Provided data:
»»
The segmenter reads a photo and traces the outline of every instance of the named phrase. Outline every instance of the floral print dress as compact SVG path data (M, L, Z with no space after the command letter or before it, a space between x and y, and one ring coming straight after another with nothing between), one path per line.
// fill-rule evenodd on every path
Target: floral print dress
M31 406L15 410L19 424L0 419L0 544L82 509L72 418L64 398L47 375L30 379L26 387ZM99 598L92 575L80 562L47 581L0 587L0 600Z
««
»»
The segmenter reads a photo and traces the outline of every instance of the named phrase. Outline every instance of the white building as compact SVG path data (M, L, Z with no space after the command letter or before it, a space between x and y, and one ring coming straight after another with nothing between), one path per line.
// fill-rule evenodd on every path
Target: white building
««
Exercise description:
Sift through the entries and copy every line with "coming".

Answer to this exercise:
The segmenter reads a photo and traces the outline of every instance of the named phrase. Outline every instance of the floral print dress as compact SVG path data (M, L, Z with no space after the command letter or before it, a space between x and y, and one ring coming straight after another with nothing between), one path per line.
The segmenter reads a photo and traces the outline of every instance of the named phrase. Outline every instance of the white building as compact SVG path data (M, L, Z with no space after the command letter or before it, a space between x and y, and one ring coming straight after another with nothing between), one path per line.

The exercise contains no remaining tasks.